**TASK STATEMENT:**
A faithful, word-for-word copy of the records is required, and it must contain no pictures.

[[ MATERIAL FOR THIS TASK, beginning ]]

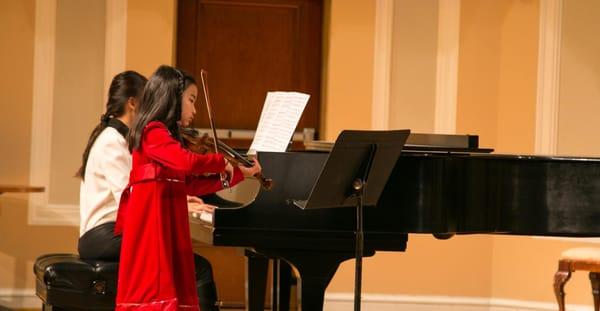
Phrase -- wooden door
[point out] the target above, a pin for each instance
(249, 47)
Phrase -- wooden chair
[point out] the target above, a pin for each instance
(571, 260)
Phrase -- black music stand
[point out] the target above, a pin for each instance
(358, 159)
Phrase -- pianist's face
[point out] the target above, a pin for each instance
(188, 110)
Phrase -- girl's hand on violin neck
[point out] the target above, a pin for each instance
(251, 171)
(229, 171)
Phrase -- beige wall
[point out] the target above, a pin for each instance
(150, 34)
(348, 66)
(413, 68)
(579, 88)
(20, 243)
(79, 65)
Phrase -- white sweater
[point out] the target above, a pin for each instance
(106, 175)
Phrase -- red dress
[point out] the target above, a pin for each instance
(156, 268)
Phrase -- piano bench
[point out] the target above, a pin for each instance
(66, 282)
(580, 258)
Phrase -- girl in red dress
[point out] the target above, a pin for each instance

[[ MATERIAL FOR THIS TASK, end ]]

**TASK SOLUTION:**
Phrase -- wooden door
[point out] the target above, a pin for each instance
(249, 47)
Phrase -- wooden chair
[point out] the target above, a pin for each instance
(571, 260)
Phrase -- black music stand
[point out] the target above, a pin for each instance
(358, 159)
Phrase -- pianist's face
[point out] the target above, a pin for each instance
(188, 110)
Phrase -- girl's hand on violin neck
[point out] the target above, a pin for each instance
(251, 171)
(229, 171)
Phrase -- beige wall
[point out] the target above, a pin for each instance
(150, 34)
(348, 66)
(413, 68)
(579, 88)
(20, 243)
(79, 65)
Phrase -- white sweater
[point out] the target above, a pin for each instance
(106, 175)
Phrase -- red dress
[point out] the target above, a pin for each instance
(156, 268)
Phrase -- piano bench
[point out] the target above, a pin for each instance
(66, 282)
(580, 258)
Phrase -- girl in red dress
[point out] the target above, a pin for each instance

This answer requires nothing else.